**Instrução a:**
Extraia todas as linhas que contêm a palavra "green".

======== Bloco de texto ========

Eu ainda me sinto motivada a trabalhar em agência por 3 motivos principais:

1) Eu gosto do que eu faço e das possibilidades que a agência me dá como planejamento, de pensar no negócio do cliente mas também trabalhar com diferentes áreas, de elaborar grandes estratégias mas também criar coisas pequenas pro dia a dia (e que fazem parte dessa mensagem maior);

2) Eu sempre fui idealista, de acreditar que eu posso transformar realidades e que é melhor insistir do que pular fora. Então eu tenho um tesão absurdo de pensar que eu posso transformar a realidade das agências e que, sei lá, como gestora, eu posso contribuir para que existam menos gaps de gênero dentro das agências, salários mais justos, menos horas extras, mais trabalhos que façam sentido pras equipes e pros usuários;

3) Muito de eu querer continuar em agência diz respeito à Paim. É um lugar que compartilha da mesma visão que eu sobre o mercado e as pessoas. E também foi um local que me acolheu e ajudou demais pra que eu conseguisse me enxergar como uma pessoa capaz de transformar realidades.

Falando mais sobre a parte prática, como é um dia típico como planejadora na Paim?

======== Dados do exercício ========

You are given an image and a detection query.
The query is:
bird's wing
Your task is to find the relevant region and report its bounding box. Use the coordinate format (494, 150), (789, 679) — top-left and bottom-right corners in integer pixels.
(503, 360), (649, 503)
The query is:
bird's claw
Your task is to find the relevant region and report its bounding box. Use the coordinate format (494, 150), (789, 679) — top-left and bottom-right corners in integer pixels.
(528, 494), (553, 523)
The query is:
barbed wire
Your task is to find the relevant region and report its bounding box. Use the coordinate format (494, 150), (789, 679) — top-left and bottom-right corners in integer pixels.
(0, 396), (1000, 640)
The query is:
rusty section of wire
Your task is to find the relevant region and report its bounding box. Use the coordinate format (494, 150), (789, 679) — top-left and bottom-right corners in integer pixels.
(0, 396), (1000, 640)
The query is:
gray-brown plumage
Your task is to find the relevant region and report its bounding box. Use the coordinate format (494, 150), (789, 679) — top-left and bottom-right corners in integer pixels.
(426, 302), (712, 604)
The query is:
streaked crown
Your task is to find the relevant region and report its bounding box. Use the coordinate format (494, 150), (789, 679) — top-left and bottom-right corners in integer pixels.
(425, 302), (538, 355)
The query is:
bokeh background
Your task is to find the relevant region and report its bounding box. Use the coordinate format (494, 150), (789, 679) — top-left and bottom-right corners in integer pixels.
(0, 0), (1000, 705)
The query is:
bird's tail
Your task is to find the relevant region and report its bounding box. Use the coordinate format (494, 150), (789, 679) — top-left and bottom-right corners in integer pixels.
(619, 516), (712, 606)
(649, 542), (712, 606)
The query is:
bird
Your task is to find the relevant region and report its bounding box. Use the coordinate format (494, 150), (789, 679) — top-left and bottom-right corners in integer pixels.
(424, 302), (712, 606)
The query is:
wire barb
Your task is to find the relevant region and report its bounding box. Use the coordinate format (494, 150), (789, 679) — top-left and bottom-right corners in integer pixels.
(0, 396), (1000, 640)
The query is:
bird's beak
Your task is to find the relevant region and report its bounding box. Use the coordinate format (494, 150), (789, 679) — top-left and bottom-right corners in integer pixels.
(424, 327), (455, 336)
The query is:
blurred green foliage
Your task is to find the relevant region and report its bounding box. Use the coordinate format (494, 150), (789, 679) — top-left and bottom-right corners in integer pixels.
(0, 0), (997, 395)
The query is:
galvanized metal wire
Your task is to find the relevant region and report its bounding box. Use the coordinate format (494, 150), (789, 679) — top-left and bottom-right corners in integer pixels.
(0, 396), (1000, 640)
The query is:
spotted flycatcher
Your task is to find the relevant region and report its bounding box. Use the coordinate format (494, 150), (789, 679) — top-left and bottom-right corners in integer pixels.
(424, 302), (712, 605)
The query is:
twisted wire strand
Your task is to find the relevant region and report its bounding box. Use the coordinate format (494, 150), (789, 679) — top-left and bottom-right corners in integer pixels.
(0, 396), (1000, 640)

========
======== Dados do exercício ========

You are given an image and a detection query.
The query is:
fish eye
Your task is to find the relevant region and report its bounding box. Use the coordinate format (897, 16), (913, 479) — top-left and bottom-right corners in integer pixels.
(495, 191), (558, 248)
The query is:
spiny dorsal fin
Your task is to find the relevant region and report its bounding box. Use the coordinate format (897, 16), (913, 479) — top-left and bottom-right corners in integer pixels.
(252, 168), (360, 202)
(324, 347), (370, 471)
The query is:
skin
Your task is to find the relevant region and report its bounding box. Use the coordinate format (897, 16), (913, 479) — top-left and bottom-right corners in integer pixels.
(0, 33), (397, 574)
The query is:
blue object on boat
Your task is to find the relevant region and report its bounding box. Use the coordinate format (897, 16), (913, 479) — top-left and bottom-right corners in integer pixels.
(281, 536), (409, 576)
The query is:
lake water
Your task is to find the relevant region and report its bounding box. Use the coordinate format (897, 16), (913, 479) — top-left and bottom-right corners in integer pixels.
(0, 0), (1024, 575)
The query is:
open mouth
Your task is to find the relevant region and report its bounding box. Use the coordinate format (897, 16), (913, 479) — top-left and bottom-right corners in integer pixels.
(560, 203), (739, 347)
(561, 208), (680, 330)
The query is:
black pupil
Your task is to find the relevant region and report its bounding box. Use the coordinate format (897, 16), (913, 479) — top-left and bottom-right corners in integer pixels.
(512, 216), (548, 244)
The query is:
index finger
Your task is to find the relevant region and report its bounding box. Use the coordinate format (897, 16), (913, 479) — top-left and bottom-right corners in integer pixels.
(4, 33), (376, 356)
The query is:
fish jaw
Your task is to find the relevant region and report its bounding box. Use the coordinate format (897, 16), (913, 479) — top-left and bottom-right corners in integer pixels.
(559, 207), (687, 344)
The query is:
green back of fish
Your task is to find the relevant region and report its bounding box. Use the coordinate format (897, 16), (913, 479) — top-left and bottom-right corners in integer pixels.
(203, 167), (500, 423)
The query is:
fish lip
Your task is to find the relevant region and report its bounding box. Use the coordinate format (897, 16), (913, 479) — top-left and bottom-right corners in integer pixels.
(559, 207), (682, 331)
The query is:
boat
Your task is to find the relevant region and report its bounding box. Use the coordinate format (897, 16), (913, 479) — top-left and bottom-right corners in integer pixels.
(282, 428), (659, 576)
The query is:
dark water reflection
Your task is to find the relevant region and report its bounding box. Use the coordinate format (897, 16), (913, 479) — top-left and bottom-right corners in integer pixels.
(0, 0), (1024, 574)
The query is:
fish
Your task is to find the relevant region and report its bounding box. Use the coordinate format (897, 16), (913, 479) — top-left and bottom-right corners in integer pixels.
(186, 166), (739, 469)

========

**Instrução b:**
Reproduza na íntegra e sem nenhuma alteração o texto sobre a motivação para trabalhar em agência.

**Resposta escrita a:**
blurred green foliage
green back of fish

**Resposta escrita b:**
Eu ainda me sinto motivada a trabalhar em agência por 3 motivos principais:

1) Eu gosto do que eu faço e das possibilidades que a agência me dá como planejamento, de pensar no negócio do cliente mas também trabalhar com diferentes áreas, de elaborar grandes estratégias mas também criar coisas pequenas pro dia a dia (e que fazem parte dessa mensagem maior);

2) Eu sempre fui idealista, de acreditar que eu posso transformar realidades e que é melhor insistir do que pular fora. Então eu tenho um tesão absurdo de pensar que eu posso transformar a realidade das agências e que, sei lá, como gestora, eu posso contribuir para que existam menos gaps de gênero dentro das agências, salários mais justos, menos horas extras, mais trabalhos que façam sentido pras equipes e pros usuários;

3) Muito de eu querer continuar em agência diz respeito à Paim. É um lugar que compartilha da mesma visão que eu sobre o mercado e as pessoas. E também foi um local que me acolheu e ajudou demais pra que eu conseguisse me enxergar como uma pessoa capaz de transformar realidades.

Falando mais sobre a parte prática, como é um dia típico como planejadora na Paim?